Christianity Recognizes Ethics.
1. Christianity fully recognizes these truths and all the essential principles which ethical science formulates and certifies. It does more. It magnifies their importance by building upon them its own divine view of moral requirement and the way of its realization. All that ethical science shows to be true in the moral constitution of man, in the reality of moral law for the free regulation of his conduct, and in respect to the source and immutable authority of that law, abides as fundamental presuppositions in the divine superstructure of religion and duty presented by Christianity. Redemption starts and works upon the basal facts of human nature and man's condition, relations, duties, responsibilities and needs. If Christianity assumes the existence and rulership of God, a moral constitution of human life, and the existence of conscience with its perceptions of duty and sense of obligation; if it assumes man to be a free agent and yet bound in the exercise of his autonomy by laws of obligation and responsibility; if it assumes the law of right to be essentially unalterable and irrepealable, a reality to which God himself conforms, all these are great truths fully certified in the rational conclusions of ethical science.

Data section »
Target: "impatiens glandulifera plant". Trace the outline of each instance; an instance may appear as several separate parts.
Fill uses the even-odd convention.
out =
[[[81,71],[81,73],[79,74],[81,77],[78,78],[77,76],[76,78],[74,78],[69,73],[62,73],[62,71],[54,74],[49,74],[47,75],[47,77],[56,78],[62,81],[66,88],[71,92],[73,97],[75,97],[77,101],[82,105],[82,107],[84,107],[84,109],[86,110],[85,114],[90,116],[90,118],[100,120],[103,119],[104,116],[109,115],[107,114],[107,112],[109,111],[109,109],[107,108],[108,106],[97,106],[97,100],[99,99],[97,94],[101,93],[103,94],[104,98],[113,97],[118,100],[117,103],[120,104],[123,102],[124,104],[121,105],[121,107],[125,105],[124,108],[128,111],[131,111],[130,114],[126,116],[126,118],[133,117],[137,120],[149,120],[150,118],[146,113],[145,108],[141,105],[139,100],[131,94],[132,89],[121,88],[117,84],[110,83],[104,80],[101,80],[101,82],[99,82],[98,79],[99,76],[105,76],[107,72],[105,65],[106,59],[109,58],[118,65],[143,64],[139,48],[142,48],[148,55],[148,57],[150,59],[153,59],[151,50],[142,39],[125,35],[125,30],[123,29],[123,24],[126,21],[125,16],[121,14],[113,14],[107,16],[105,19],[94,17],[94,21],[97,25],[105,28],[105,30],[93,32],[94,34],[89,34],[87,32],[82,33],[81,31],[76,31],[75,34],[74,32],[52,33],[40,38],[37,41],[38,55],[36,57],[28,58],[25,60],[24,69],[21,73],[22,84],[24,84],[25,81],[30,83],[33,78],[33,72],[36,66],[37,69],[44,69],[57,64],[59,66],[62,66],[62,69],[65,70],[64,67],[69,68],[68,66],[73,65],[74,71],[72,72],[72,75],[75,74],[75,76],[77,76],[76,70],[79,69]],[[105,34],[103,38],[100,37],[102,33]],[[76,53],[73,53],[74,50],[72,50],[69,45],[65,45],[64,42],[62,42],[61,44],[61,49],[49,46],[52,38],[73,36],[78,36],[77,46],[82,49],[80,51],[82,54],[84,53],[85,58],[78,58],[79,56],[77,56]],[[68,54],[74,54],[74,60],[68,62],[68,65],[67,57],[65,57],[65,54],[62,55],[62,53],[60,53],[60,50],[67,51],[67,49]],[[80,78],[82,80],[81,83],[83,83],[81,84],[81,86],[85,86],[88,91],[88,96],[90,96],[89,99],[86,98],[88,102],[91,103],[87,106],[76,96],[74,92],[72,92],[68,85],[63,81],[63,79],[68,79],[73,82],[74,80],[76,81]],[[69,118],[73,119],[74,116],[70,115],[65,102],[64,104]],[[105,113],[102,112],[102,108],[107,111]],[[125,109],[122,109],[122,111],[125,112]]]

Objectives »
1. Please summarize the passage on Christianity and ethics in two sentences.
2. Pick up the passage on Christianity and ethics after its final sentence and continue it.
The data that comes after the text was taken from a separate source.

Answers given »
1. Christianity fully recognizes the essential principles that ethical science formulates and certifies, and it magnifies their importance by building its own divine view of moral requirement upon them. What Christianity assumes, such as God's rulership, conscience, man's free yet obligated agency, and an unalterable law of right, are truths that ethical science's rational conclusions fully certify.

2.
Contributions to Ethical View.
2. But Christianity contributes immensely to the ethical view. It is, indeed, a great misconception to think that supernatural revelation has been given simply to teach morality, or to look on Christianity as merely a code of ethics. But though its first great object is redemption, presenting God to our view in redeeming love and activity, and offering deliverance from the guilt and life of sin, it necessarily also aims to recover men to personal righteousness. Indeed, both forgiveness and renewal look to this as the goal to which redemption is to bring its subjects. While primarily Christianity is a religion and redemptory, its ultimate aim is the establishment of men in obedience to God, righteousness, and excellence. The very summit of its purpose, the Alp that rises above every other Alp, is character and right life. So the very law of its movement is supremely ethical. Forgiveness of sin, justification by faith, stands as only the first step in the application of redemption, and beyond this Christianity pre-eminently means a life, the increasing recovery and perfection of human nature in its ethical character and action, enthroning the principles of duty, love, and righteousness in the conscience and the heart, and bringing personal conduct into rhythmic harmony with eternal righteousness and goodness.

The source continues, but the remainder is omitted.